### DIRECTIVES
**a)** Repeat the Swatch passage word for word between "The Swiss watch" and "beach volleyball players.", inclusive.
**b)** Using the Swatch passage, answer these:
(i) Which protests in France are named?
(ii) Which product is given as an example of increased competition?
(iii) In what year was the Touch Zero One released?
**c)** Does the Swatch passage support each statement below? Give yes or no and quote the words that decide it.
(i) The Touch Zero One was made for beach volleyball players.
(ii) The downturn in Asia happened in the first three months of the year.
(iii) Chinese tourists were shopping more than usual.

### GIVEN TEXT
▼

Business was particularly slow in the all important holiday quarter amid a downturn in Asia and weak sales in France. It seems Chinese tourists were not shopping as much and the on-going “yellow-vest” protests in France are having a toll.

“(In Asia) a downturn in demand occurred in the last three months of the year, particularly in wholesale,” the watchmaker said in a statement on Thursday.

The Swiss watch industry has been facing challenging conditions in recent years. Increased competition from the likes of the Apple Watch has certainly not helped. This downturn has forced some watchmakers to shift focus towards more premium timepieces. Others have made tentative steps in the fast-growing wearables market via technology partnerships and investments.

Swatch is currently putting the finishing touches on its smartwatch operating system called Swiss OS. A Tissot-branded watch will be the first to ship with the software. We wouldn’t be at all surprised if the company follows up this up with a re-entry into the wearable space. Its last effort on this front was the Touch Zero One, a device released back in 2015 for beach volleyball players.

▲

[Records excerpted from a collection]
▼

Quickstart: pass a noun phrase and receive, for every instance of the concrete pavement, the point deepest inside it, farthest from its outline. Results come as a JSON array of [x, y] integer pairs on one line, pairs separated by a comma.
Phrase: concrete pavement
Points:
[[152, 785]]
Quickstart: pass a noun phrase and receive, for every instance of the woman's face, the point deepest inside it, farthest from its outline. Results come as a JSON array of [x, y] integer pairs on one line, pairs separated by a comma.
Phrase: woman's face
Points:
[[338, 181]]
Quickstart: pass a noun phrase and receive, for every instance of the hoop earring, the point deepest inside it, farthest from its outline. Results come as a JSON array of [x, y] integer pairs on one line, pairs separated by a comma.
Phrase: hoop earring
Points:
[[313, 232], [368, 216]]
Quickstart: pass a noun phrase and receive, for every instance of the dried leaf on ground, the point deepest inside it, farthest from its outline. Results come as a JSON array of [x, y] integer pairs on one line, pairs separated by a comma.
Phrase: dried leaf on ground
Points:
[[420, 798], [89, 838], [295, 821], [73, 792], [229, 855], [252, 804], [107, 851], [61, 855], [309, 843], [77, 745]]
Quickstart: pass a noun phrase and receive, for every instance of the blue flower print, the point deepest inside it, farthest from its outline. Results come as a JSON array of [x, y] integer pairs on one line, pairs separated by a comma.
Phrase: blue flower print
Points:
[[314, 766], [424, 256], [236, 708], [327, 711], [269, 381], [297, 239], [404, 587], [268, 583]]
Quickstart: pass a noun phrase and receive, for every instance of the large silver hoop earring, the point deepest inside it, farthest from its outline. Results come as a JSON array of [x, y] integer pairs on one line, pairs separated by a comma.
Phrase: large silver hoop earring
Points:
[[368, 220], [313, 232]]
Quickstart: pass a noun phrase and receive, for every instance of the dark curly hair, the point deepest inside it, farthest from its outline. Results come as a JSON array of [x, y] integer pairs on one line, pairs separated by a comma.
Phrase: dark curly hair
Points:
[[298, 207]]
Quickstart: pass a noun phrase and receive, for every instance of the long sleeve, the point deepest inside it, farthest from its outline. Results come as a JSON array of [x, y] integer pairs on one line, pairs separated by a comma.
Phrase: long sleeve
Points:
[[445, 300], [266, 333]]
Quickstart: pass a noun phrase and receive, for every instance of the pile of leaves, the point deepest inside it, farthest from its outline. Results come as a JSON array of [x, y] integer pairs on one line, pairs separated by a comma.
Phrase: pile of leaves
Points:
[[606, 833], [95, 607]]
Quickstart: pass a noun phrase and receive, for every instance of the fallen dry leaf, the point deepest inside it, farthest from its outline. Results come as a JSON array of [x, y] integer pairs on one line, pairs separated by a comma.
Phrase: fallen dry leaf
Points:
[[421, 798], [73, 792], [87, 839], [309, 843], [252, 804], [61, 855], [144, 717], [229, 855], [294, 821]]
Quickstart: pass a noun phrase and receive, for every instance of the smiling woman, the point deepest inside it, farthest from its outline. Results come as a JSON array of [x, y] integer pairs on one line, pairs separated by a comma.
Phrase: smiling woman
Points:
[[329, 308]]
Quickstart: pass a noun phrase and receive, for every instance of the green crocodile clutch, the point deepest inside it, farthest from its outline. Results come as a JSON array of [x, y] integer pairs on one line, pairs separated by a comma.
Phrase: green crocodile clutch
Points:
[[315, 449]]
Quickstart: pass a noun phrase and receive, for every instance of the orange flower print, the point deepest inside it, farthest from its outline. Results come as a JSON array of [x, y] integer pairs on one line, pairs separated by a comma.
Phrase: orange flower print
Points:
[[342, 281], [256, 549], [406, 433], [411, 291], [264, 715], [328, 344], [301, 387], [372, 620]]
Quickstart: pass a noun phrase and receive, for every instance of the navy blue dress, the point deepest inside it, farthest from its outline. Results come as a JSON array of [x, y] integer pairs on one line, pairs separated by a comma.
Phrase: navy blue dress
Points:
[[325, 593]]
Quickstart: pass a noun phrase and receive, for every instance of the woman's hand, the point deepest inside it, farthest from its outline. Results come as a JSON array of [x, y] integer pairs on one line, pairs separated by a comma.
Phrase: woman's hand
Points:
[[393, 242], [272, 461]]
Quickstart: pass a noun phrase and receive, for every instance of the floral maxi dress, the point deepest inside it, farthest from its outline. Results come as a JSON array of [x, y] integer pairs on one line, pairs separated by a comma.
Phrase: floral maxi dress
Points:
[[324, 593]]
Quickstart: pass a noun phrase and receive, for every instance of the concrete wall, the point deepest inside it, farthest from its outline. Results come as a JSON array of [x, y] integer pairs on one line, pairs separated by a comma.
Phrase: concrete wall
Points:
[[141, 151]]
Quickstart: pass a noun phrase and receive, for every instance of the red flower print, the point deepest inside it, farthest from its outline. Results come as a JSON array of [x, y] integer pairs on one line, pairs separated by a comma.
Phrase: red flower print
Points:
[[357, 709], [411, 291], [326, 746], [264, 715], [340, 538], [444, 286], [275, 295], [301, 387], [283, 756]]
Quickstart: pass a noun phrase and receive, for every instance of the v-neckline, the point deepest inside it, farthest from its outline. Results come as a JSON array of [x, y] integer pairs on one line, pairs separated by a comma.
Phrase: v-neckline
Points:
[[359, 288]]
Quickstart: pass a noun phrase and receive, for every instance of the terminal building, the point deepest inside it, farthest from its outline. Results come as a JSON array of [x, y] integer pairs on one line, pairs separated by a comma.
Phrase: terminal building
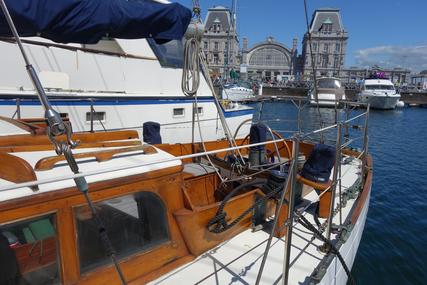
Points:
[[326, 52], [220, 42], [269, 60]]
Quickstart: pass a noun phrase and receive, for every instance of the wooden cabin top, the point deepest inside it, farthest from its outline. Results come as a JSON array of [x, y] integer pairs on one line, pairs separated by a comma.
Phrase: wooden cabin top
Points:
[[31, 158], [156, 215]]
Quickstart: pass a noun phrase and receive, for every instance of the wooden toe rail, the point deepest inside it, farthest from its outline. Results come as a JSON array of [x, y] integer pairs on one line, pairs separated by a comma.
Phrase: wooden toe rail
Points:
[[325, 199], [15, 169], [48, 163], [314, 184]]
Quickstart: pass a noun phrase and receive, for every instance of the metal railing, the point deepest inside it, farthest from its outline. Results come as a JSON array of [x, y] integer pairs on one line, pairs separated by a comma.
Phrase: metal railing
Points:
[[342, 127]]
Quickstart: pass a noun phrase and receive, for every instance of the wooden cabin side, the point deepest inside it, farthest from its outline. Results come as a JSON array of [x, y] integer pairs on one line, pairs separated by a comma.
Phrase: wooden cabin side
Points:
[[187, 196], [186, 193]]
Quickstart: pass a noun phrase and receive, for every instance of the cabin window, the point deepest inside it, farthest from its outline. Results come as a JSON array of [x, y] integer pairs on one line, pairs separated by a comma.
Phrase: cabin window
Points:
[[97, 116], [170, 54], [134, 223], [200, 111], [28, 252], [178, 112]]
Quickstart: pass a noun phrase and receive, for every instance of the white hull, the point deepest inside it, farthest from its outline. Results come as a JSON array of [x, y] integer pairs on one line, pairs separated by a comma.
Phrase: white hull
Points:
[[383, 102], [237, 95], [335, 273], [325, 100], [238, 260]]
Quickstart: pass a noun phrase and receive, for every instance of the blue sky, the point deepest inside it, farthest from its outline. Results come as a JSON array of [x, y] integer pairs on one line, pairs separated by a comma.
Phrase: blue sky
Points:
[[390, 33]]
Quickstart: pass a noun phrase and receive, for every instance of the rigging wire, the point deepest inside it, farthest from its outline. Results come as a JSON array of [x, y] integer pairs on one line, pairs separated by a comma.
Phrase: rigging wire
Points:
[[313, 66]]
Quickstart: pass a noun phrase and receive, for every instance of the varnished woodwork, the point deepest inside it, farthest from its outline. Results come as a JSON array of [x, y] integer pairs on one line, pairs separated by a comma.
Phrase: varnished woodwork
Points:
[[200, 190], [33, 129], [27, 206], [67, 240], [166, 183], [316, 185], [48, 163], [31, 257], [193, 224], [81, 145], [163, 270], [16, 169], [190, 206], [27, 140], [325, 199]]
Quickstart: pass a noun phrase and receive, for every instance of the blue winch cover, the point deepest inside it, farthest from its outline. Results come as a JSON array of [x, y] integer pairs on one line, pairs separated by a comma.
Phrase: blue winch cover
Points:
[[319, 164], [257, 134], [88, 21], [151, 133]]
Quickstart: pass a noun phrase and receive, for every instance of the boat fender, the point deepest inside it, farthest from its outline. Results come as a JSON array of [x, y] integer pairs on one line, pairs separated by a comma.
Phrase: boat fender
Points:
[[151, 133], [257, 134]]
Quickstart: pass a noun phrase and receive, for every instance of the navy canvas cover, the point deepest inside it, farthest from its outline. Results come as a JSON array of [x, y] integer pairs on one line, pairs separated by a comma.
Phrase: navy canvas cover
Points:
[[319, 164], [88, 21], [151, 133], [257, 134]]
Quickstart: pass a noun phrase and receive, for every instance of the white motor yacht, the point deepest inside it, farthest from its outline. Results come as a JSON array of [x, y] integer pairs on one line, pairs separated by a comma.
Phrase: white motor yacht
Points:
[[236, 93], [379, 93]]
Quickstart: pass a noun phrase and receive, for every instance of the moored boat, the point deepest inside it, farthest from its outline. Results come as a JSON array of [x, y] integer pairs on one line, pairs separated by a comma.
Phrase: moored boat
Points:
[[236, 93], [330, 92], [107, 207], [113, 82], [379, 93]]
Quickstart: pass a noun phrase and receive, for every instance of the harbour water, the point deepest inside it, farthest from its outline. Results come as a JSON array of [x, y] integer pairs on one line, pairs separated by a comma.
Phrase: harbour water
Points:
[[393, 249]]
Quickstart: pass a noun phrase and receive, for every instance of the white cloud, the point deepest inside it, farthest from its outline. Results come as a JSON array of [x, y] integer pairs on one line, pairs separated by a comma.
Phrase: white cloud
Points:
[[411, 57]]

▲

### SOLUTIONS TO THE EXERCISE
**a)**
The Swiss watch industry has been facing challenging conditions in recent years. Increased competition from the likes of the Apple Watch has certainly not helped. This downturn has forced some watchmakers to shift focus towards more premium timepieces. Others have made tentative steps in the fast-growing wearables market via technology partnerships and investments.

Swatch is currently putting the finishing touches on its smartwatch operating system called Swiss OS. A Tissot-branded watch will be the first to ship with the software. We wouldn’t be at all surprised if the company follows up this up with a re-entry into the wearable space. Its last effort on this front was the Touch Zero One, a device released back in 2015 for beach volleyball players.

**b)**
(i) The "yellow-vest" protests.
(ii) The Apple Watch.
(iii) 2015.

**c)**
(i) Yes: "a device released back in 2015 for beach volleyball players"
(ii) No: "a downturn in demand occurred in the last three months of the year"
(iii) No: "Chinese tourists were not shopping as much"